:: Data for the task ::
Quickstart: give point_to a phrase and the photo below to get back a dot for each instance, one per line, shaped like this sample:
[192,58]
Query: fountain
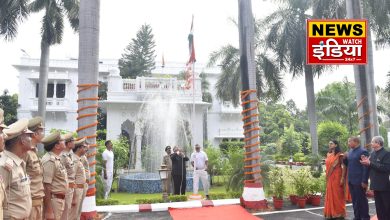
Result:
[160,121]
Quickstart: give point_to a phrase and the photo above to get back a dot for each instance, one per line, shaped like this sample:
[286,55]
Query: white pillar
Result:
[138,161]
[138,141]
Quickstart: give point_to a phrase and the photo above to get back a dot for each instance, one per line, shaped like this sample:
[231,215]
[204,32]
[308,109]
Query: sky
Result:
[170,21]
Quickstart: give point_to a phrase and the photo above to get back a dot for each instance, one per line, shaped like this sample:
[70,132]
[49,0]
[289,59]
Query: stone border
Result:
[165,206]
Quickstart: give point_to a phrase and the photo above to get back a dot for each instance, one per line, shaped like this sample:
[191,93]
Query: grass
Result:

--

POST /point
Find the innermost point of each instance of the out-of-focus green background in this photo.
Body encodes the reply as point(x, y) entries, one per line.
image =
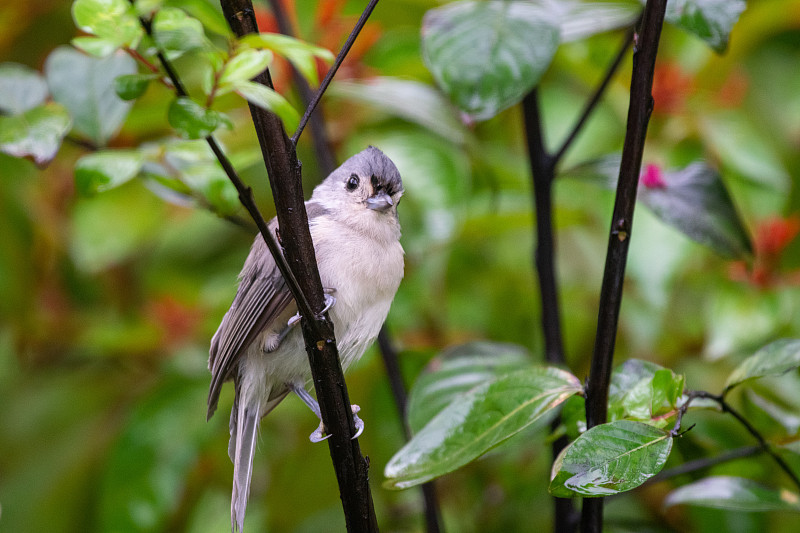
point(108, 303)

:: Problem to solve ::
Copy the material word for word, starting at the line that contains "POST /point" and ending after the line that contains "point(108, 303)". Leave out any picture.

:: Solution ::
POST /point
Find the innermost point of each instance of the out-of-focus green background in this photo.
Body encodes the reply as point(x, y) entries, one per line.
image =
point(108, 303)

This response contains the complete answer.